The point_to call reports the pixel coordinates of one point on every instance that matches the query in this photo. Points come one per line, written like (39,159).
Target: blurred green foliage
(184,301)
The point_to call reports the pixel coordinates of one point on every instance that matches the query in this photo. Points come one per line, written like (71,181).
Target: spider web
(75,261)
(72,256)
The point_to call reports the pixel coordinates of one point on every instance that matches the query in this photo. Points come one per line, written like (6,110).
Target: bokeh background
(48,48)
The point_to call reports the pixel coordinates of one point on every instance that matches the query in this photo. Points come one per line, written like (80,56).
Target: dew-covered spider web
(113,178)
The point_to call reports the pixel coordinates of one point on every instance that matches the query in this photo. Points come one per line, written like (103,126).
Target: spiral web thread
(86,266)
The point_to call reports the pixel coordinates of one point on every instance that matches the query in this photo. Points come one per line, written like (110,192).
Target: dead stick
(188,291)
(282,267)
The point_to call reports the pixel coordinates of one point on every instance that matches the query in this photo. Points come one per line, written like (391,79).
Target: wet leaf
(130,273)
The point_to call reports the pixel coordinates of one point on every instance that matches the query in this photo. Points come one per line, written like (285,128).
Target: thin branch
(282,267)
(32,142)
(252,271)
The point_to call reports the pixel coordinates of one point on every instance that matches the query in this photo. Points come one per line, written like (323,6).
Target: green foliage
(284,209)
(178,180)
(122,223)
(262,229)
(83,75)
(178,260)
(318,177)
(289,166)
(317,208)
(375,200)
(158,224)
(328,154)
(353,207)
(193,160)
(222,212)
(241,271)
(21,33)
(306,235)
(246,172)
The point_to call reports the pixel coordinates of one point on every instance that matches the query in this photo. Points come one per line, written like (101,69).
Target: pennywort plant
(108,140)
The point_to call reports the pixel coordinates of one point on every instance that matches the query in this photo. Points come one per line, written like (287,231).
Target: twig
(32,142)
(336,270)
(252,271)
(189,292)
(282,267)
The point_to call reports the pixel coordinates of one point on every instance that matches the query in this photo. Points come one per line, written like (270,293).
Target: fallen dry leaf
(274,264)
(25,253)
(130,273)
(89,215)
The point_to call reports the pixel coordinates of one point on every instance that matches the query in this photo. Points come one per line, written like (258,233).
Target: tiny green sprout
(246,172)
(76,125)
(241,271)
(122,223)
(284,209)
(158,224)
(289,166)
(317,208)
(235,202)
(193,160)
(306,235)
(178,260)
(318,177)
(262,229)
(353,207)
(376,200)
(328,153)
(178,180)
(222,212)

Task goal:
Copy all of the data exactly.

The completed task:
The point_to call reports the pixel coordinates of one point on every instance that matches the query in this photo. Points come one per line, written like (39,159).
Target: blurred green foliage
(184,301)
The point_to call reports the pixel coordinates of one point on every instance that matches the query in this photo. Points come one per line, written like (71,181).
Target: spider web
(75,261)
(72,256)
The point_to call reports the pixel coordinates of one point on every instance that matches the query in this photo. Points come one per line, written like (6,110).
Target: bokeh background
(48,48)
The point_to call reports the pixel coordinates of one point on every instance that matches the query in this photo. Points come one per line, written like (80,56).
Target: dew-covered spider web
(113,178)
The point_to call reports the pixel coordinates of one point on every instance that matches the query in this photo. Points come one per line, written like (103,126).
Target: spiral web thread
(86,266)
The point_to call reports the pixel coordinates of one point on every instance that matches the query in this photo. Points come one per line, written like (110,192).
Target: dead stick
(188,291)
(282,267)
The point_to call reports the pixel coordinates of one point on every instance that matches the query in this photo. Points come one per line, written like (391,79).
Target: wet leaf
(130,273)
The point_to call reports the pixel coordinates of one point on every instance that matches the query in this photo. Points come one per line, written like (285,128).
Target: thin branch
(282,267)
(32,142)
(252,271)
The point_to call reports the pixel coordinates of one point on every instance that matches the query in this photo. Points come one per line, written like (323,6).
Target: green foliage
(284,209)
(178,180)
(122,223)
(262,229)
(83,75)
(178,260)
(318,177)
(289,166)
(317,208)
(375,200)
(158,224)
(328,154)
(353,207)
(193,160)
(222,212)
(241,271)
(21,33)
(306,235)
(246,172)
The point_to call reports the pixel coordinates of one point on every instance that matches the query in this photo. Points come one per line, written like (101,69).
Target: pennywort plant
(108,140)
The point_to call reports the pixel coordinates of one point on every instance that matches the query in this photo. Points come one per line, written like (287,231).
Target: twig
(32,142)
(336,270)
(252,271)
(189,292)
(282,267)
The point_to call reports the pixel coordinates of one point on every instance that matches the query in this photo. Points come one per line, written like (270,293).
Target: fallen dry leaf
(274,264)
(25,253)
(130,273)
(89,215)
The point_to call reports the pixel coordinates of one point on every instance that matches the query in this photo. Points come one per line, written like (258,233).
Target: tiny green sprout
(246,172)
(76,125)
(241,271)
(122,223)
(284,209)
(158,224)
(289,166)
(317,208)
(235,202)
(193,160)
(306,235)
(178,260)
(318,177)
(262,229)
(353,207)
(376,200)
(328,153)
(178,180)
(222,212)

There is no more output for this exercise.